====== RECORDED INFORMATION
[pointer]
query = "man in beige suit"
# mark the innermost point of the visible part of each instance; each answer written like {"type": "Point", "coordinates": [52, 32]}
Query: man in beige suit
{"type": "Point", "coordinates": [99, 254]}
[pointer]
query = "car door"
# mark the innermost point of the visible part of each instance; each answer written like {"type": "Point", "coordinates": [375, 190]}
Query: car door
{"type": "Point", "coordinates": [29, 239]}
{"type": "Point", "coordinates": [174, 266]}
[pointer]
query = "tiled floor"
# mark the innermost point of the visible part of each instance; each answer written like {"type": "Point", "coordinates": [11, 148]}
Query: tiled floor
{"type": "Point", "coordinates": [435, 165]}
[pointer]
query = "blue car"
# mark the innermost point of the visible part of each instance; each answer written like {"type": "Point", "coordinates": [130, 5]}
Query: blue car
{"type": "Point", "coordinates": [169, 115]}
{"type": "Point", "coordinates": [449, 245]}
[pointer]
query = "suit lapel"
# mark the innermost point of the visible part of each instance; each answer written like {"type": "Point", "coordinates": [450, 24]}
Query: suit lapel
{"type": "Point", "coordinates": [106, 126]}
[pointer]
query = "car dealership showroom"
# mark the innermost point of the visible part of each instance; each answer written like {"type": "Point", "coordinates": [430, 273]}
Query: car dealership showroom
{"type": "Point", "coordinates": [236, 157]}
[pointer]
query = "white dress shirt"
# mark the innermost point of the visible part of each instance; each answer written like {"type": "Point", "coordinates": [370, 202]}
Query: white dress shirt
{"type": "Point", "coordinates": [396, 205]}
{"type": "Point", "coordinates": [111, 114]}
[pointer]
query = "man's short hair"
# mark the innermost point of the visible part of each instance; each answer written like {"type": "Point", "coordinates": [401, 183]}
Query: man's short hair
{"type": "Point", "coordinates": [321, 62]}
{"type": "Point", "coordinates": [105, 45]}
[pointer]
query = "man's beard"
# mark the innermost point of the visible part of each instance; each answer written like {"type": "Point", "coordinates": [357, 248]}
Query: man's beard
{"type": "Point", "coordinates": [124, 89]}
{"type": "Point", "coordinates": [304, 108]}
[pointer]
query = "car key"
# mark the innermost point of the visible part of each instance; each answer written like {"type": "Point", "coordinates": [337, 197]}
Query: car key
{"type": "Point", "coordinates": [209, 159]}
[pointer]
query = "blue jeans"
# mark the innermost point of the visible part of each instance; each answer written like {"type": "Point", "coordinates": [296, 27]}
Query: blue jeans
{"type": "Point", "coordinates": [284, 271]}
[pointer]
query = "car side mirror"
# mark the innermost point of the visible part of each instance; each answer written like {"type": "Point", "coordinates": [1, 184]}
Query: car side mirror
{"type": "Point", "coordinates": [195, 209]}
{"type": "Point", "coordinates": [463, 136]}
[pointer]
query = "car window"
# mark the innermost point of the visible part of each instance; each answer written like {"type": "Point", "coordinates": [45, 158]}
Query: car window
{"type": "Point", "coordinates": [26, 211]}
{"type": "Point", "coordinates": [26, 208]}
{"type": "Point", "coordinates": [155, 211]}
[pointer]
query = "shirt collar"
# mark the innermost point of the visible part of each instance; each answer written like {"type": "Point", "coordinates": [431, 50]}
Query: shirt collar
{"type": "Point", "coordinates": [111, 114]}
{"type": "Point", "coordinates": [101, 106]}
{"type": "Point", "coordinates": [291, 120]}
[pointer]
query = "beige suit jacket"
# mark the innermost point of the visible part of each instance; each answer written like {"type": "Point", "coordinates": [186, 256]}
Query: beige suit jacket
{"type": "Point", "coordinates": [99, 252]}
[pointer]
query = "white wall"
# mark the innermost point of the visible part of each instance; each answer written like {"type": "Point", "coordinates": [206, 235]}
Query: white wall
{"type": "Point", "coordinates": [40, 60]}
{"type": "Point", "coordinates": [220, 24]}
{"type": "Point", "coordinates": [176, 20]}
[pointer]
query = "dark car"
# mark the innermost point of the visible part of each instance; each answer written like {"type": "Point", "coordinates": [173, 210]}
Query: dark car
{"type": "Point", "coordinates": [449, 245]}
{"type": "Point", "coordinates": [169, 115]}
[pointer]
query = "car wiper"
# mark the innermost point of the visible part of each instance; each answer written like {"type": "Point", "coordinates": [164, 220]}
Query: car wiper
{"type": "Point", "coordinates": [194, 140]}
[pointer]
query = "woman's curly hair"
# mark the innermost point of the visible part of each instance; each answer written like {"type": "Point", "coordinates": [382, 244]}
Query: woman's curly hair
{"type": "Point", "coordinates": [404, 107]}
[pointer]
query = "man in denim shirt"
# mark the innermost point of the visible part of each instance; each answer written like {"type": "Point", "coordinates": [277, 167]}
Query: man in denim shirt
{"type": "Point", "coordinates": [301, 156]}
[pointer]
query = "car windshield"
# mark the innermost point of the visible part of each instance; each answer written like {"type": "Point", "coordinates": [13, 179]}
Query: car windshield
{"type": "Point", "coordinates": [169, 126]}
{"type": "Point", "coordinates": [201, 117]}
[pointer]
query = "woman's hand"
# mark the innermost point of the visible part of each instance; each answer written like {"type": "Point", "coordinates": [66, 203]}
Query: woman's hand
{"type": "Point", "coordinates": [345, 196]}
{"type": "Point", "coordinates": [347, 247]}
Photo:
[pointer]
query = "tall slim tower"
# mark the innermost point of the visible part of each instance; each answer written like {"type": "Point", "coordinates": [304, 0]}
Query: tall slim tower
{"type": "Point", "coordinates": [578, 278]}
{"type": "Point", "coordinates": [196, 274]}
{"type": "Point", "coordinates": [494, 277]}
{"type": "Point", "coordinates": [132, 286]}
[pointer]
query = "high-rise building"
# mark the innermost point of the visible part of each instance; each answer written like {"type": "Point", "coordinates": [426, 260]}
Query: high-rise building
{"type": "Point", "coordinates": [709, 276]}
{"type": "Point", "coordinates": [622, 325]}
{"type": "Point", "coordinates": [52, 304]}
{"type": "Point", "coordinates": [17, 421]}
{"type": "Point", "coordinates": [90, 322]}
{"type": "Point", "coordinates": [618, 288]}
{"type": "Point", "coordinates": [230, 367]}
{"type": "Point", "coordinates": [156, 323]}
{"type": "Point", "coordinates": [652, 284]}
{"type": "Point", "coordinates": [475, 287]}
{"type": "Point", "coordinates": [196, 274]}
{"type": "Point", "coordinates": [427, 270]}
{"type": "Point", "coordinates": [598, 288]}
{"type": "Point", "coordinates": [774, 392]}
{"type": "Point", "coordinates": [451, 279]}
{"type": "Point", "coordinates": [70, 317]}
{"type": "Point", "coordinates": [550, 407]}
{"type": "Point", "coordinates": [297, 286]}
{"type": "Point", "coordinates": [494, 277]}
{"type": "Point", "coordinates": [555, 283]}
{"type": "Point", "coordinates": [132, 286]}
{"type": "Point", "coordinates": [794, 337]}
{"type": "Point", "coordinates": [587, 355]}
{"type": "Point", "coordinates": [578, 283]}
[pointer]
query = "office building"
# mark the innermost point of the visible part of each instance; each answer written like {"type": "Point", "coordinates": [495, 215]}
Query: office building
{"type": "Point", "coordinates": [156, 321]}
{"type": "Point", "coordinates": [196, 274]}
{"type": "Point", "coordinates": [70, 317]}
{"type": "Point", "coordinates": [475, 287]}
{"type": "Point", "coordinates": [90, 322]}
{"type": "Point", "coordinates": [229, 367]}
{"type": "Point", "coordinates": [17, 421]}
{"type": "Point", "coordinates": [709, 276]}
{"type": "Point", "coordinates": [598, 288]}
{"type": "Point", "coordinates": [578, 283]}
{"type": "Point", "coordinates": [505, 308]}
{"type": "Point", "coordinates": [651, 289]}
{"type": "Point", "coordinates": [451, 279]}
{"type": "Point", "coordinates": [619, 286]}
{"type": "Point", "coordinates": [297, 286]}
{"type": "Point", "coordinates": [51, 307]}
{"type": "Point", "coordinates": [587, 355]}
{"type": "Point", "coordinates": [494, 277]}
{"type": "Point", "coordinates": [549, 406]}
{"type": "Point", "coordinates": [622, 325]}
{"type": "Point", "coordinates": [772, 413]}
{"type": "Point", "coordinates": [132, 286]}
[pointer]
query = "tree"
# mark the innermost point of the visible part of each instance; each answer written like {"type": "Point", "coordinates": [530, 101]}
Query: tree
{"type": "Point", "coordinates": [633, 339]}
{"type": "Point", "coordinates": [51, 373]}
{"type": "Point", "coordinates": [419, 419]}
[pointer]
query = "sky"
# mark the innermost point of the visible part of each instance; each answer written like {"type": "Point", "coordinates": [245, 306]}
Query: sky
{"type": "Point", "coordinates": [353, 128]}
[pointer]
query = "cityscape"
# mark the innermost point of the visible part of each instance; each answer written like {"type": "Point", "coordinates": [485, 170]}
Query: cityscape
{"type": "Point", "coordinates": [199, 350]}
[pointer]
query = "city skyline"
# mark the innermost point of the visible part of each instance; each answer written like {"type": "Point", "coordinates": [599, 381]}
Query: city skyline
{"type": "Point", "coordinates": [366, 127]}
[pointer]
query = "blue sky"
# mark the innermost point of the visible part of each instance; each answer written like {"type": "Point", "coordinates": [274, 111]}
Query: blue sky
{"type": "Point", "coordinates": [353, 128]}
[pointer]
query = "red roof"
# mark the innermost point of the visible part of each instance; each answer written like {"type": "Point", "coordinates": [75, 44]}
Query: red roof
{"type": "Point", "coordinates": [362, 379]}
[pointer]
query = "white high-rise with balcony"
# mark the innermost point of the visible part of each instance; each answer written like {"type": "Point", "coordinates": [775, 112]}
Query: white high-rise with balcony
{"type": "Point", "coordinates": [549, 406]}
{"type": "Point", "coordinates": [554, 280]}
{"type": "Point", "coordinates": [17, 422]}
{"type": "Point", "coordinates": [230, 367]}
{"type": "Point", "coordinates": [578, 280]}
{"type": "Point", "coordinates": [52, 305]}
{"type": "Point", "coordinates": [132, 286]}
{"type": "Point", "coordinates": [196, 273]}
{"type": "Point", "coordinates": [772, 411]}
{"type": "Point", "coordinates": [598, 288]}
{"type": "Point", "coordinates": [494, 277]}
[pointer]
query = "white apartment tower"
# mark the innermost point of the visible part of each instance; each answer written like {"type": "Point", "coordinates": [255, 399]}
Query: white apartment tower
============
*EXERCISE DESCRIPTION:*
Across the data above, count every line with "apartment" in it and write only the total.

*OUTPUT FOR THIS TASK:*
2